[Start of section]

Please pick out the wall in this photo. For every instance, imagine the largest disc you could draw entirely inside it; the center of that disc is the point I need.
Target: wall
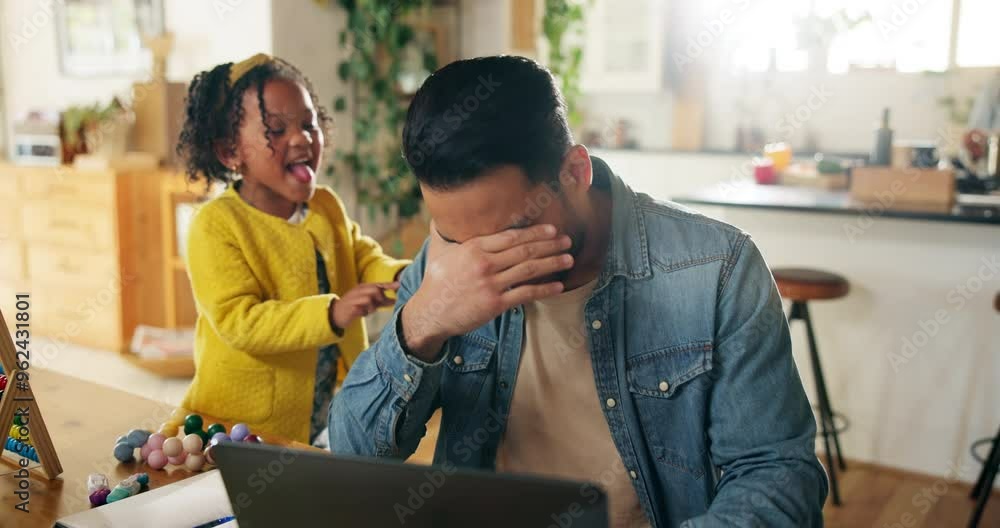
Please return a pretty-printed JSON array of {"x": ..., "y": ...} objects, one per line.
[
  {"x": 921, "y": 414},
  {"x": 206, "y": 33},
  {"x": 844, "y": 117}
]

[End of section]

> [TRY IT]
Keeping every word as it is, write out all the data and omit the pictures.

> [FINAL ANSWER]
Please pick out the wall in this photo. For every instance, imagine the largest disc you could draw entirely inside it; the center of that disc is the point I need.
Target: wall
Please return a pretty-printed JSON array of {"x": ..., "y": ...} objects, one per line.
[
  {"x": 921, "y": 414},
  {"x": 206, "y": 33},
  {"x": 844, "y": 117}
]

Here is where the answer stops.